**** Reading text
I'm still in the awkward part of over sharing with strangers (and NOT dating)... Fortunately these strangers mostly get where I'm coming from "Girl! You know it. My ex did blah blah blah." But then, these are mostly people Im having to deal with because of my ex. As in

"Hi! My ex shut off my power & water. I need to get them turned back on. And a note made to my account not to shut off, or move payment to another account, unless Im in the office with picture ID."

Which starts the D'd people dealing with nonsense rants.

Or back in the hospital because he's hurt out son, again, and half shouting/half crying at the social worker (who is as powerless as I am).

So to ME... That advice is half right:

Don't be crazy. If you're still in crazy, don't date.

However,

When the divorce is "at fault" (regardless of the pansy state one might live in that sees all divorces as equal)... Whether that's adultery, abuse, or addiction... My belief is that the only "part" the victim plays is in deciding to leave.
********
**** Information
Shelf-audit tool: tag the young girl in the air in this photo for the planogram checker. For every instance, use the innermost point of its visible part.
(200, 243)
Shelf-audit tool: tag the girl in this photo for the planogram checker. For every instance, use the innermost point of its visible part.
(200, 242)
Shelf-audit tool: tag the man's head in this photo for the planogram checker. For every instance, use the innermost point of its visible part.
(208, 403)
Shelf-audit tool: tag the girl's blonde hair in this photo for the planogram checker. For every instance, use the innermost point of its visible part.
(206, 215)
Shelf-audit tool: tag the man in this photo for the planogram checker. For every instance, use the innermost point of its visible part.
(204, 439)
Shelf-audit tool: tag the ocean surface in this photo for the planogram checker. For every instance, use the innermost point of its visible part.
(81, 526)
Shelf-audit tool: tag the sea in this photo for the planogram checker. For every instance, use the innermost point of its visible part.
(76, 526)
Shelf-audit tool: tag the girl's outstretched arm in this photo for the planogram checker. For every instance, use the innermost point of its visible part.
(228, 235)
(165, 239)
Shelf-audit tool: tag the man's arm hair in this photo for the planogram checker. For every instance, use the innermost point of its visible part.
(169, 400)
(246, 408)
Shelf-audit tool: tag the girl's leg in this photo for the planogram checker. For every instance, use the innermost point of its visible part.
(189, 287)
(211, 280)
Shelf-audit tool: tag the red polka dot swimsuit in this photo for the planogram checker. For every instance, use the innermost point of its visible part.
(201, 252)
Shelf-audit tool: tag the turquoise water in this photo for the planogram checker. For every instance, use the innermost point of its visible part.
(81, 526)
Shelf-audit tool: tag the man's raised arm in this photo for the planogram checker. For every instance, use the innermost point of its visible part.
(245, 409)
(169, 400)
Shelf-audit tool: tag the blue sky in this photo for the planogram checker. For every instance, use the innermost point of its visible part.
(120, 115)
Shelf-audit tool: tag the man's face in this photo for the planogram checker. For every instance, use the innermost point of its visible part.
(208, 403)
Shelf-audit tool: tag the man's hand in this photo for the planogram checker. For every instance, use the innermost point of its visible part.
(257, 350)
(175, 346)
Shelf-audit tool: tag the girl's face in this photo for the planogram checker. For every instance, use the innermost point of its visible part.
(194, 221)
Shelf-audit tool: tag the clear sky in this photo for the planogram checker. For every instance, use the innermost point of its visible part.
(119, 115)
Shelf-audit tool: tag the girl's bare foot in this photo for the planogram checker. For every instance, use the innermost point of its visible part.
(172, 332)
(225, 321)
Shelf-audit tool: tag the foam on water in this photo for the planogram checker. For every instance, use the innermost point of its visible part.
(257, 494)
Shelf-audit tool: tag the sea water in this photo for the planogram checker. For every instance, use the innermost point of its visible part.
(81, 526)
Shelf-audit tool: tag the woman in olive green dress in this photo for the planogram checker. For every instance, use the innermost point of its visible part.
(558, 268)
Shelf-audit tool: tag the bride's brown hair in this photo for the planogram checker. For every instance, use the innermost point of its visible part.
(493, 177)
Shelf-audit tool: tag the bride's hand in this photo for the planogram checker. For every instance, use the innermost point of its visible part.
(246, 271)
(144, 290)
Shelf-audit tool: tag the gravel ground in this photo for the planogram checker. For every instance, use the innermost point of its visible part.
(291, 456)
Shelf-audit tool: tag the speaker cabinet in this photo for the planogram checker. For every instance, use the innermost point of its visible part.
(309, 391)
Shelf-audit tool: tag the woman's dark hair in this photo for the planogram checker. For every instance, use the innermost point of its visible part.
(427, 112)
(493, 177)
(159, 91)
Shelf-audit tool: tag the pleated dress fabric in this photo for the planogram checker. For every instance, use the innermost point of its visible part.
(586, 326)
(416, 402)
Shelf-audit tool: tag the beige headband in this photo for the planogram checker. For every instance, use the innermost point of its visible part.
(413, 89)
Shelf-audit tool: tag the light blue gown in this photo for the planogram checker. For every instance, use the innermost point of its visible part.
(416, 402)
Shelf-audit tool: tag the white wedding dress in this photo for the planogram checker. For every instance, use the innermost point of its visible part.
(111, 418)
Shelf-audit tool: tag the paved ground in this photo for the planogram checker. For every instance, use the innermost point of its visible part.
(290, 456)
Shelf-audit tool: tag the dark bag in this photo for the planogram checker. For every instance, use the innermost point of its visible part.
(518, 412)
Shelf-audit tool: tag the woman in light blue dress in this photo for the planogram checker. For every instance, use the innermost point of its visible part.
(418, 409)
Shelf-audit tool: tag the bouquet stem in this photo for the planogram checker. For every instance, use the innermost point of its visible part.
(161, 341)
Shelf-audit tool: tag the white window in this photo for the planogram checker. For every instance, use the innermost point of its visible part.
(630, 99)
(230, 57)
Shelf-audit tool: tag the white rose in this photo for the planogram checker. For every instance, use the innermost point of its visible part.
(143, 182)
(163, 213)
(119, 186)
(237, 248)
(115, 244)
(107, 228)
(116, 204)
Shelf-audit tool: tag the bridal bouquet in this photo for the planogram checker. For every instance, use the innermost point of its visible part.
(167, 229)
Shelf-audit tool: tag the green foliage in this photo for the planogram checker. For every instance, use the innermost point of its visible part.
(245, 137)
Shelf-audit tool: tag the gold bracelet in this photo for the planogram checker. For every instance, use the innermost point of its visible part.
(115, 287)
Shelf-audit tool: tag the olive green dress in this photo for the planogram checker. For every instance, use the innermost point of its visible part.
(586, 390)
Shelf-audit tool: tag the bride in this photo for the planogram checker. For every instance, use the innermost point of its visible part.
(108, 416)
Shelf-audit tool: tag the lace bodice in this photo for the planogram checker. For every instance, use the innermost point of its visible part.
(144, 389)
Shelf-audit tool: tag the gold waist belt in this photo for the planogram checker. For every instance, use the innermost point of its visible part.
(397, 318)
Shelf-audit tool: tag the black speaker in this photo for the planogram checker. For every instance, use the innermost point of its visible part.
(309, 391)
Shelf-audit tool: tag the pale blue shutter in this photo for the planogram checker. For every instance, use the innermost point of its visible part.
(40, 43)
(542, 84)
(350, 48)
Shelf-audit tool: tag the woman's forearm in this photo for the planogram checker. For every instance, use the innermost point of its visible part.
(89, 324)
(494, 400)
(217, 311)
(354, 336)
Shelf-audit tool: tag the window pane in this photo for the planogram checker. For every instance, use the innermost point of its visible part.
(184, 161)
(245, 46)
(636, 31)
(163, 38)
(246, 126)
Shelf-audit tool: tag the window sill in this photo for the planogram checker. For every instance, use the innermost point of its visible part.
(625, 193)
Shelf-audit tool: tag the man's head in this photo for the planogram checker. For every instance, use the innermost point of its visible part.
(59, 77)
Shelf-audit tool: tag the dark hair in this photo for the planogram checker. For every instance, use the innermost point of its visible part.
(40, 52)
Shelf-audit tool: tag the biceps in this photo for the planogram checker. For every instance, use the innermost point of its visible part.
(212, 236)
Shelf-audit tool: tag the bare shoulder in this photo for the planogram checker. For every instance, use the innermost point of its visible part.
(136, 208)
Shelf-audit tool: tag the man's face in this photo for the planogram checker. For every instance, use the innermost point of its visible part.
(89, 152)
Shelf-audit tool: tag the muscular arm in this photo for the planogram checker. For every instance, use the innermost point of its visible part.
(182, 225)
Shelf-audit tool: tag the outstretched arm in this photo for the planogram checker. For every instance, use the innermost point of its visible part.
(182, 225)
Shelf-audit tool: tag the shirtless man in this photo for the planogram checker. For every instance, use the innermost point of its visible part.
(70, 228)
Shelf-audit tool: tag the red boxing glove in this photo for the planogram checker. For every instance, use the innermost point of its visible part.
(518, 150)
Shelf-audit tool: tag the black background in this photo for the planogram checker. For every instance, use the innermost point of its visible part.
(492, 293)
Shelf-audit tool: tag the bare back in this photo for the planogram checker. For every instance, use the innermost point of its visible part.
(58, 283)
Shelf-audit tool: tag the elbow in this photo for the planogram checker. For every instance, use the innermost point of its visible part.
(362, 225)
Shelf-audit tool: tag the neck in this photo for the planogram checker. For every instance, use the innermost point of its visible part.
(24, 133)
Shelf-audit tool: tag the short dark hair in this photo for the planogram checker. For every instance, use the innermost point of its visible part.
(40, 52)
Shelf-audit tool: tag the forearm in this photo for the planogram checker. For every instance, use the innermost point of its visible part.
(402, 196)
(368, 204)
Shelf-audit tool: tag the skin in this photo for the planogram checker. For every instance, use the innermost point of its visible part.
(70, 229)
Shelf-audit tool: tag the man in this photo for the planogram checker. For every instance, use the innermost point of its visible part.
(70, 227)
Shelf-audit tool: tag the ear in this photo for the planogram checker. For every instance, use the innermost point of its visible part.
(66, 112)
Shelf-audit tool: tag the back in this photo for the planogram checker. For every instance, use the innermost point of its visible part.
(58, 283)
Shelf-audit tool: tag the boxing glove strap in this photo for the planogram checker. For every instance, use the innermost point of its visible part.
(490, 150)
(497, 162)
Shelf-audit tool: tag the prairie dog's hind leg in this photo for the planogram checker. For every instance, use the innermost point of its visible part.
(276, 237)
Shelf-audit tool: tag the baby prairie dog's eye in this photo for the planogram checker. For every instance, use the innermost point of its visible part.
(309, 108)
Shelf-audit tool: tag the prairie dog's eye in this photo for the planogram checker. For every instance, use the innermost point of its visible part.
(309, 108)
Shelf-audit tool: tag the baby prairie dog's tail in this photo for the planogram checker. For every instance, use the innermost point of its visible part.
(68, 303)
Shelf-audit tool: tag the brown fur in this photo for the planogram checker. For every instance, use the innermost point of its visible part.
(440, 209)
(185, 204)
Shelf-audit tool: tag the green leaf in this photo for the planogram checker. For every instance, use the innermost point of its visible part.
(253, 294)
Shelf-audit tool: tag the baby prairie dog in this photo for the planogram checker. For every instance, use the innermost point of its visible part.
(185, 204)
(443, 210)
********
**** Information
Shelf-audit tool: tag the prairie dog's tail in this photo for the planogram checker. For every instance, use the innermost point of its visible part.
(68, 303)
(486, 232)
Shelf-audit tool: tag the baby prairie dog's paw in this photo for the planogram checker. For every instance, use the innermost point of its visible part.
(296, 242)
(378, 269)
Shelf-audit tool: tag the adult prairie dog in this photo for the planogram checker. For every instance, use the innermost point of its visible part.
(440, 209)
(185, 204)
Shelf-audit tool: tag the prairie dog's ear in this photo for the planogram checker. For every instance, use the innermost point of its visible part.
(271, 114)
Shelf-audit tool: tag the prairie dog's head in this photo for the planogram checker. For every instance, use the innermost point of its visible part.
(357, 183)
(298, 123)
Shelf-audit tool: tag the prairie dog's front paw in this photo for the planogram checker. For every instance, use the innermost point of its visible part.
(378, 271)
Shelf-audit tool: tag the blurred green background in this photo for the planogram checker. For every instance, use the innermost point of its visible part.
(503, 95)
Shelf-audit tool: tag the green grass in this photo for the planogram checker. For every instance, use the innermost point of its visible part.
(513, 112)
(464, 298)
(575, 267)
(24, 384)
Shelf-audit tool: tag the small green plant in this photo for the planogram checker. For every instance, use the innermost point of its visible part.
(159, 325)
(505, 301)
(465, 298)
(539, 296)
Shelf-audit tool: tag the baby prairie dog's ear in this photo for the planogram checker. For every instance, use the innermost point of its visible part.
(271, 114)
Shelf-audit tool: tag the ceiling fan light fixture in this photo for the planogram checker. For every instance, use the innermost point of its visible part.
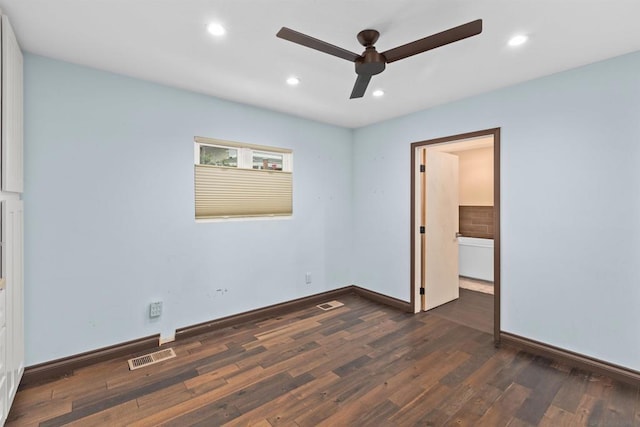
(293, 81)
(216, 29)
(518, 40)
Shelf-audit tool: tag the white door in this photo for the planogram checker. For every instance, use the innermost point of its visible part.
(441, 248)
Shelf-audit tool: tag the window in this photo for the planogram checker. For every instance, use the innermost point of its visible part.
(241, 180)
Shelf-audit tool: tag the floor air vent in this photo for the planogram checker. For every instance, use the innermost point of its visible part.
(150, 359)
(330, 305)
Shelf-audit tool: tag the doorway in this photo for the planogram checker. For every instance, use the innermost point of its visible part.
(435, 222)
********
**** Information
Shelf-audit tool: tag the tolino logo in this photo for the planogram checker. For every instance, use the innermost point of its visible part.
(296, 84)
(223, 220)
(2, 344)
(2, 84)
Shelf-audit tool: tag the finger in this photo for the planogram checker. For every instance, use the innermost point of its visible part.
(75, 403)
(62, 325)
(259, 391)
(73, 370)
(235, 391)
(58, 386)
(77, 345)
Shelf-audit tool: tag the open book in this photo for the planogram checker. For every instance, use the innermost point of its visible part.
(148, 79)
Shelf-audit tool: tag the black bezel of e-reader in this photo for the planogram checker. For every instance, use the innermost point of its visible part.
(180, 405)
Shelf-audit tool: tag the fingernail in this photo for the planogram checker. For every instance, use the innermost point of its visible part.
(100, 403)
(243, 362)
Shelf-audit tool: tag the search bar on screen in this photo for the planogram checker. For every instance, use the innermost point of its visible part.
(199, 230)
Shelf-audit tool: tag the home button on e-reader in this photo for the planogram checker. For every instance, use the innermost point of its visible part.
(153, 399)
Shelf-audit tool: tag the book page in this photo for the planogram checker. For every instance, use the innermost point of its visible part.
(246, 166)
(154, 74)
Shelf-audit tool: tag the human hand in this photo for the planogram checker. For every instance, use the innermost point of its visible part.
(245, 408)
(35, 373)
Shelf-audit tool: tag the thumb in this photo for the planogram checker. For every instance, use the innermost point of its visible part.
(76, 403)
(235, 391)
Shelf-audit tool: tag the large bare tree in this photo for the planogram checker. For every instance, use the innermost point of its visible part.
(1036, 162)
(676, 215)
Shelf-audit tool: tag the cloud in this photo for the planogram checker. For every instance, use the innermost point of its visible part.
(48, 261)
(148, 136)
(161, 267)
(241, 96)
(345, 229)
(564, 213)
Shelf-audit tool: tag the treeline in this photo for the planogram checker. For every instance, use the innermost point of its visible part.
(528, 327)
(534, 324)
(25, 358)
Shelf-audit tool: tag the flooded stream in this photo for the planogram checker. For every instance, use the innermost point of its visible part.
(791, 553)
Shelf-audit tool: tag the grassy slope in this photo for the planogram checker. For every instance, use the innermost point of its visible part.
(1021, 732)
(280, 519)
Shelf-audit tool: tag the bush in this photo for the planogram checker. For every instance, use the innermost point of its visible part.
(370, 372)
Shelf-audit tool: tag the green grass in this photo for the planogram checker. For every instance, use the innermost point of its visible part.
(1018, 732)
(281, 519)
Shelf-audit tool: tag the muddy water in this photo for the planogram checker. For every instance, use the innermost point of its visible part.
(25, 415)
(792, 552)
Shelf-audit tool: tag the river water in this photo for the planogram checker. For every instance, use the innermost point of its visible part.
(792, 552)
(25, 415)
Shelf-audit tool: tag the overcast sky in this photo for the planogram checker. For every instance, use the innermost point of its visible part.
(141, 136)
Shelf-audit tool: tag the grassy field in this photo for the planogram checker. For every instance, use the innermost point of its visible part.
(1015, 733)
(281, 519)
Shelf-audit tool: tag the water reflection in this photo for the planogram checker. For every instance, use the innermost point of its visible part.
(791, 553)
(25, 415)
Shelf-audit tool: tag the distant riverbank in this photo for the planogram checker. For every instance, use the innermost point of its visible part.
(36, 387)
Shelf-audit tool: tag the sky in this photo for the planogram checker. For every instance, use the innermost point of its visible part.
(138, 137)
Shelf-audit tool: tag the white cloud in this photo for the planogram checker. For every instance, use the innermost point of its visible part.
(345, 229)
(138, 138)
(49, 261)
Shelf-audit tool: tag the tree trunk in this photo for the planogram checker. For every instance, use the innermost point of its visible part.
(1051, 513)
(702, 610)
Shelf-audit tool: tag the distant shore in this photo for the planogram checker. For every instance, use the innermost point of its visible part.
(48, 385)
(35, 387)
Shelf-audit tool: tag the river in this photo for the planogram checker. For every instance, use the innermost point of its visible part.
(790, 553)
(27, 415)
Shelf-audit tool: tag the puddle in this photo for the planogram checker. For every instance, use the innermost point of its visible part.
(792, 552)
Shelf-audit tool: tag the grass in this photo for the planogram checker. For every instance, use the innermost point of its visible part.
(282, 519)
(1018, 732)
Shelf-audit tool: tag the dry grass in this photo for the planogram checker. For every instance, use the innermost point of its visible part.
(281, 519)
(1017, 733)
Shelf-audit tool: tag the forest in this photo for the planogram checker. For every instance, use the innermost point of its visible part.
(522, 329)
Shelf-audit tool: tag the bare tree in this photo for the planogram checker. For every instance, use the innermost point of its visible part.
********
* Activity A
Reproduce the passage of the divorce post between "Which starts the" and "crazy, don't date.", inclusive, without changing a word.
* Activity B
Carry on the divorce post, starting right after its final sentence.

* Written answer A
Which starts the D'd people dealing with nonsense rants.

Or back in the hospital because he's hurt out son, again, and half shouting/half crying at the social worker (who is as powerless as I am).

So to ME... That advice is half right:

Don't be crazy. If you're still in crazy, don't date.

* Written answer B
Personally, I just play the high card when it comes up.

He fractured my skull.

Or simply say abuse.

Bringing up all the OTHER stuff, is unnecessary.

Not playing the victim

But stuck in the pain & hurt of the past.

Everytime I unload, the CLEAREST thing I hear myself saying (not out loud, but in theme) is

"I'm damaged goods."

Bad juju

Target for predators & KISAs who won't like you when you're better.

Warning sign for normal folk (or should be).

Which is why my NB is going to be alone for a LONG time

So that advice is weird to me. Great for a no fault divorce, I guess. Great for the general idea of not living in crazy town while dating. But bad juju for those who were victimized. Because "your part" would only be sick.

He fractured my skull. = No bueno

He fractured my skull because I = sick

He cheated = no bueno

He cheated because I = sick

"Another conversation killed awkwardly! Yes! Point to my side." - Chesh's Brother

Moi : BS MH 30mumble
Him : WS Abuse Adultery Addict Six-figure Sociopath = Aaass
... I picked a winner!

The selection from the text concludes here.